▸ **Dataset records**

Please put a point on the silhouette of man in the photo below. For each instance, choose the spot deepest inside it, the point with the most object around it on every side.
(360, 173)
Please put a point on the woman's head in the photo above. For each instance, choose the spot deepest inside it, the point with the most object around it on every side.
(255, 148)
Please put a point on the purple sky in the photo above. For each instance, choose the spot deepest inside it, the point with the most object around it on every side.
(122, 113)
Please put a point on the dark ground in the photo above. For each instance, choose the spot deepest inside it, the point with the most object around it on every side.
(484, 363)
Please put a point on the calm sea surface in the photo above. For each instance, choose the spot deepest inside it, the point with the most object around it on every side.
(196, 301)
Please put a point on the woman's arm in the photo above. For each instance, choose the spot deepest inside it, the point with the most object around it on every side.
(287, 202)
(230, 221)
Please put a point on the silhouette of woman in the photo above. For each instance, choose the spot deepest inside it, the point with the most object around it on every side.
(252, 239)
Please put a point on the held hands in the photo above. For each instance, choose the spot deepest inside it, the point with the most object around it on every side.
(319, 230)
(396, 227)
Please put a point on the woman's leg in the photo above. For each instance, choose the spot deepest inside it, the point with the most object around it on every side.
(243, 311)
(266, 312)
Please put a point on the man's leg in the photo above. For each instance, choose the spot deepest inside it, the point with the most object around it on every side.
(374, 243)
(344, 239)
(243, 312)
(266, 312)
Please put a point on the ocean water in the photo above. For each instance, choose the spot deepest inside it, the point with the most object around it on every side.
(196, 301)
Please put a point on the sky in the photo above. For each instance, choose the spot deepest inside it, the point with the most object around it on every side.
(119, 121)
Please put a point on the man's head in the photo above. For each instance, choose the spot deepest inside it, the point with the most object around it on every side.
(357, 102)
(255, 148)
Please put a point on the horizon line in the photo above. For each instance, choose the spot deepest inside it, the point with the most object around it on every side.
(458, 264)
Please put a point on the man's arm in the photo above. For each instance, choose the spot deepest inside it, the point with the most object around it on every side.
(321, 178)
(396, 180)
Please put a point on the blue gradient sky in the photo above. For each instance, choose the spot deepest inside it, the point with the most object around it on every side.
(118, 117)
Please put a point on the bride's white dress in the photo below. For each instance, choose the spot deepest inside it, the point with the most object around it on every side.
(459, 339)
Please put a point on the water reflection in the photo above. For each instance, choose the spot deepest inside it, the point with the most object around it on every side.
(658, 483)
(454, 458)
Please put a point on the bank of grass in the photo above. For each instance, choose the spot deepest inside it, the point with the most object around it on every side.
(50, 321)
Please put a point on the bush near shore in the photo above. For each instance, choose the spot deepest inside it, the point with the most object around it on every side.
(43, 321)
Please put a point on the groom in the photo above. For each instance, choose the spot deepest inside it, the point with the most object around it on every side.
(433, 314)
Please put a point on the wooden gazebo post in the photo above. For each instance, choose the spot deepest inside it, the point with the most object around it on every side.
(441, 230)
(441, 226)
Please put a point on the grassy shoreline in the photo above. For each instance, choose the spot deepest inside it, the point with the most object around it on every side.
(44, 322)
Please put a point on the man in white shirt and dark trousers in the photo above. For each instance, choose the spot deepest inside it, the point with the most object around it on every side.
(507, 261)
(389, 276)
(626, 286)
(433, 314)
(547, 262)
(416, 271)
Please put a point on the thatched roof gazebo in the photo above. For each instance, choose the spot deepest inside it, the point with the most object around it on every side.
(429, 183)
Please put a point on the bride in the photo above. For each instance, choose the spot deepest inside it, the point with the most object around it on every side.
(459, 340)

▸ **GIVEN INSTRUCTION**
Reproduce the listing above word for word.

▸ **COMPLETE OUTPUT**
Please put a point on the silhouette of man in the photo below. For each instance, choose the spot deepest inside it, the point with the most object around it on every side.
(360, 173)
Please put a point on the woman's head in the photo above. For each instance, choose the spot deepest inside it, the point with the most object around it on every side.
(255, 148)
Please put a point on the purple sky in the photo above. For each instance, choose the spot deepest inside it, the point with the most object around it on every side.
(122, 113)
Please put a point on the dark ground in the photo above. For each instance, choose the spot deepest inside it, the point with the most object around it on every side.
(484, 363)
Please put a point on the calm sea surface in the photo above. For each instance, choose the spot deepest inside it, the point with the most object around it on every side.
(196, 301)
Please put a point on the woman's arm in the photo above. For each instance, choose the spot deepest inside it, the point with the most object around it on every side.
(287, 202)
(230, 221)
Please put a point on the silhouette of woman in the photo above. For each instance, choose the spot deepest inside it, the point with the most object around it on every side.
(252, 239)
Please put a point on the held hands in the photo above. For each instance, choose the spot deepest inside it, the point with the most object around it on every side.
(319, 230)
(396, 227)
Please put a point on the woman's leg in the photo above. For each instance, choose the spot deepest inside it, the point with the most object around it on every side.
(243, 311)
(266, 312)
Please put a point on the man's leg in the photo above. For each instance, choose the spot deepest inside it, the point with the most object around it on every side.
(374, 243)
(344, 239)
(243, 312)
(266, 312)
Please put a point on the ocean water in the photo above. For each instance, choose the spot deepest inside it, the point with the most object around it on every side.
(196, 301)
Please put a point on the sky in the photo above. For each instance, choose the spot deepest inside it, the point with the most object around it on every side.
(119, 121)
Please put a point on the man's head in the photo above. For each instance, choose the spot deepest inside it, the point with the most object around it on every side.
(357, 102)
(255, 148)
Please put a point on the horizon line in the photo above. For each instance, choose the spot deepest inside it, the point with the most object around it on every side.
(458, 264)
Please put a point on the man's arm in the photo above. For each instance, choose the spot deepest inside it, the point with the most object around it on every side.
(321, 178)
(396, 180)
Please put a point on the blue gradient sky in the photo above. For each instance, choose the spot deepest inside it, the point with the most object around it on every side.
(118, 117)
Please put a point on the bride's white dress in the photo below. For each instance, choose the spot deepest inside it, the point with the most object around it on every side.
(459, 339)
Please put a point on the water reflection in the photo above. For each instance, choose the spot deepest inside it, the point with the most object around it on every side.
(658, 483)
(454, 458)
Please put a point on the bank of grass in the photo above. For each instance, choose the spot deepest inside it, the point with the most object around it on every side.
(50, 321)
Please put a point on the bush near shore in the photo above. For each instance, choose the spot deepest inside it, the point with the most object around it on every side.
(43, 321)
Please put a point on the groom in the photo above. For each instance, choose the spot deepest inside it, the point with the most object around it on every side.
(433, 314)
Please put a point on the wooden gazebo post in the photo above. For each instance, choose the spot deepest inside it, the point with the most object around it on every side.
(441, 230)
(441, 226)
Please put a point on the grassy shoreline in the photo above. For each instance, choose the spot deepest inside it, the point with the most object around it on every side.
(44, 322)
Please put a point on the man in white shirt and dark trousers in the photo above. For each instance, choose the spot deepest inside it, the point with the most object around it on every side.
(507, 261)
(389, 276)
(626, 286)
(433, 314)
(547, 262)
(416, 271)
Please put a point on the thatched roof gazebo in the photo above. For each instance, choose the spot deepest inside it, the point with the most object around it on every side.
(429, 183)
Please put a point on the bride in the photo above. For each instance, choose the spot deepest inside it, the point with the most object around it on every side.
(459, 340)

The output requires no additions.